*** Provided data

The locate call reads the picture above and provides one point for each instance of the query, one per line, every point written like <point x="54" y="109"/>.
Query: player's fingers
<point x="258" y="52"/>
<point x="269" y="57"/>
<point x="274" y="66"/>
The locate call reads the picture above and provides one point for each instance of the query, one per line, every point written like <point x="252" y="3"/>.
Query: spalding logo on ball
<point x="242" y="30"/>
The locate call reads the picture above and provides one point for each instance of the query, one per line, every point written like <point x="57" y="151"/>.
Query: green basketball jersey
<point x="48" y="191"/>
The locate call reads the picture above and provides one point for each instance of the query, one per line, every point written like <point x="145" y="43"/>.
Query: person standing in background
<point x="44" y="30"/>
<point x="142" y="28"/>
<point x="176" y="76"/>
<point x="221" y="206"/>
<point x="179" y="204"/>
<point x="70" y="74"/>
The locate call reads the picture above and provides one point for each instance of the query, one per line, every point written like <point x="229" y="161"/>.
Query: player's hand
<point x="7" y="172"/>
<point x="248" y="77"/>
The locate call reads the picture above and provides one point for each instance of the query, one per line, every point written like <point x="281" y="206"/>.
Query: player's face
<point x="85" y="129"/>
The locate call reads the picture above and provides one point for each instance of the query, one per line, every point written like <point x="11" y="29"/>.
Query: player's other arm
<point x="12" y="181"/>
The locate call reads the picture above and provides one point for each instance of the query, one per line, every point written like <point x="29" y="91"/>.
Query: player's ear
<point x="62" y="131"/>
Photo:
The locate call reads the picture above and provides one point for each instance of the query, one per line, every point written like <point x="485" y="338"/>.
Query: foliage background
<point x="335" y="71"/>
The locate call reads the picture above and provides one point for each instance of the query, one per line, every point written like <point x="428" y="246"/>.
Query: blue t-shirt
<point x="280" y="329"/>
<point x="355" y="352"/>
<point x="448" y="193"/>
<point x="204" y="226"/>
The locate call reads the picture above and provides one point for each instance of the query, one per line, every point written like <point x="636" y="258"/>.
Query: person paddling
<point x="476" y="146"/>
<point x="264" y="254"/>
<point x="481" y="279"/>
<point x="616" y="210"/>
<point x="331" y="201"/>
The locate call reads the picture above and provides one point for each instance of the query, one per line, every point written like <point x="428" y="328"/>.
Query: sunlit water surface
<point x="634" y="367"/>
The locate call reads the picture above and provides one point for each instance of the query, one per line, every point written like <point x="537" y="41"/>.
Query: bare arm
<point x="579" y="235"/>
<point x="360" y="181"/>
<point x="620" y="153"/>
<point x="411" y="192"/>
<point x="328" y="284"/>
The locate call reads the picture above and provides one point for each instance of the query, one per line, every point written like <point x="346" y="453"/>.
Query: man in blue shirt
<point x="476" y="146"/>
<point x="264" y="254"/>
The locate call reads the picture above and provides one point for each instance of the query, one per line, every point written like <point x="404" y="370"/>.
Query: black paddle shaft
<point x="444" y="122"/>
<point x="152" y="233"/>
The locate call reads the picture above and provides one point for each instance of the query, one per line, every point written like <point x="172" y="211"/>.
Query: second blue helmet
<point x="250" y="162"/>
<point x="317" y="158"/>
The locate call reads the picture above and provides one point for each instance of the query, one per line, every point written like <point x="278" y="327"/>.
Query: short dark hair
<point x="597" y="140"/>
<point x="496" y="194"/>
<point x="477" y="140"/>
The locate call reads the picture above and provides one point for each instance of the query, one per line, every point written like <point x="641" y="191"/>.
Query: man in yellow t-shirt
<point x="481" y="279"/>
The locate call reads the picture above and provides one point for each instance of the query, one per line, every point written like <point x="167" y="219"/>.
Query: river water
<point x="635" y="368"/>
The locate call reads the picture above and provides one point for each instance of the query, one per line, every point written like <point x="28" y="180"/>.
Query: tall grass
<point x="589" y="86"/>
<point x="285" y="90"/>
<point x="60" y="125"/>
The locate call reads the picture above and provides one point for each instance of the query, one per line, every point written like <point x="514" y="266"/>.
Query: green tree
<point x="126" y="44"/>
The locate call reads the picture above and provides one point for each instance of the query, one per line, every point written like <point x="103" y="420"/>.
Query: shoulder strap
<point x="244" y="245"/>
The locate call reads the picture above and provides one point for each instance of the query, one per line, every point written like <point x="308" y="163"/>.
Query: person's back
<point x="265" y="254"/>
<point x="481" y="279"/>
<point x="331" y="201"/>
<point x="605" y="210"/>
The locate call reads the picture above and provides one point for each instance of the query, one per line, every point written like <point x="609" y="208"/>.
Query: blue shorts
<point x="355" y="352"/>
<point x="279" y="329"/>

******

Work item: Set down every record above exactly as written.

Reply:
The locate call reads the picture above and provides one point for each instance of the query, one per line, every point written like <point x="54" y="109"/>.
Query: player's fingers
<point x="258" y="52"/>
<point x="269" y="57"/>
<point x="274" y="66"/>
The locate call reads the picture above and provides one point for each instance of the query, one per line, every point written like <point x="252" y="3"/>.
Query: spalding logo on ball
<point x="242" y="30"/>
The locate call reads the picture above and provides one point for each instance of the query, one per line, every point written like <point x="57" y="151"/>.
Query: green basketball jersey
<point x="48" y="191"/>
The locate call reads the picture above and provides one point for each instance of the query, one per line, every point written like <point x="145" y="43"/>.
Query: person standing in background
<point x="44" y="30"/>
<point x="142" y="28"/>
<point x="176" y="76"/>
<point x="221" y="206"/>
<point x="179" y="204"/>
<point x="70" y="74"/>
The locate call reads the picture above and provides one point for each instance of the query, one per line, every point written like <point x="229" y="161"/>.
Query: player's hand
<point x="7" y="172"/>
<point x="248" y="77"/>
The locate call reads the picture above and provides one point for each instance of the query, one per line, every point written like <point x="281" y="206"/>.
Query: player's face
<point x="85" y="129"/>
The locate call reads the picture above and provides one point for each instance of the query, one per line, every point written like <point x="11" y="29"/>.
Query: player's other arm
<point x="12" y="181"/>
The locate call reads the picture above and provides one point for each instance of the query, one per line, every point written like <point x="29" y="91"/>.
Query: player's ear
<point x="62" y="131"/>
Photo:
The locate call reads the picture above and provides one point for each instance of the query, one per line, every point written like <point x="485" y="338"/>.
Query: foliage background
<point x="335" y="71"/>
The locate call reads the picture above and provides one point for each instance of the query, one per line, every point written like <point x="428" y="246"/>.
Query: blue t-shirt
<point x="280" y="329"/>
<point x="355" y="352"/>
<point x="448" y="193"/>
<point x="204" y="226"/>
The locate call reads the picture above and provides one point for each instance of the query, one per line, every point written like <point x="636" y="258"/>.
Query: person paddling
<point x="476" y="146"/>
<point x="264" y="254"/>
<point x="481" y="279"/>
<point x="616" y="210"/>
<point x="331" y="201"/>
The locate call reads the picture above and provides one point for each instance of the query, one per line, every point written like <point x="428" y="328"/>.
Query: sunlit water surface
<point x="634" y="367"/>
The locate call reads the picture above and provides one point for each instance of the query, one per line, every point written like <point x="537" y="41"/>.
Query: bare arm
<point x="579" y="235"/>
<point x="360" y="181"/>
<point x="620" y="153"/>
<point x="411" y="192"/>
<point x="328" y="284"/>
The locate call reads the picture above and provides one point for each instance of the query, one per line, every point written like <point x="346" y="453"/>.
Query: man in blue shirt
<point x="476" y="146"/>
<point x="264" y="254"/>
The locate call reads the picture above and provides one point for each instance of the query, one per line, every point written like <point x="404" y="370"/>.
Query: black paddle shaft
<point x="444" y="122"/>
<point x="152" y="233"/>
The locate call reads the picture above and provides one point for each instance of the query, one per line, every point written like <point x="172" y="211"/>.
Query: second blue helmet
<point x="250" y="162"/>
<point x="317" y="158"/>
The locate call reads the picture above and provides one point for each instance of the query, one per line, every point written like <point x="278" y="327"/>.
Query: short dark hair
<point x="597" y="140"/>
<point x="496" y="194"/>
<point x="477" y="140"/>
The locate call reads the picture above and provides one point for each instance of the query, one per line, every point written like <point x="641" y="191"/>.
Query: man in yellow t-shirt
<point x="481" y="279"/>
The locate call reads the picture above and provides one point for each instance of the query, one per line, every point written like <point x="167" y="219"/>.
Query: river water
<point x="635" y="368"/>
The locate call reads the picture above and provides one point for each instance of the query, one per line, every point written like <point x="28" y="180"/>.
Query: tall grass
<point x="589" y="86"/>
<point x="285" y="90"/>
<point x="60" y="125"/>
The locate call reads the picture above and provides one point for each instance of the query, one per line, every point written like <point x="514" y="266"/>.
Query: green tree
<point x="126" y="44"/>
The locate call reads the picture above and provides one point for each instance of the query, one per line, every point written like <point x="103" y="420"/>.
Query: shoulder strap
<point x="244" y="245"/>
The locate call reads the picture above and provides one point for each instance of the query, one per line, every point written like <point x="308" y="163"/>.
Query: person's back
<point x="265" y="254"/>
<point x="481" y="279"/>
<point x="331" y="201"/>
<point x="605" y="210"/>
The locate call reads the picture above and provides one point for each instance of the query, one per line, every point written like <point x="609" y="208"/>.
Query: blue shorts
<point x="355" y="352"/>
<point x="279" y="329"/>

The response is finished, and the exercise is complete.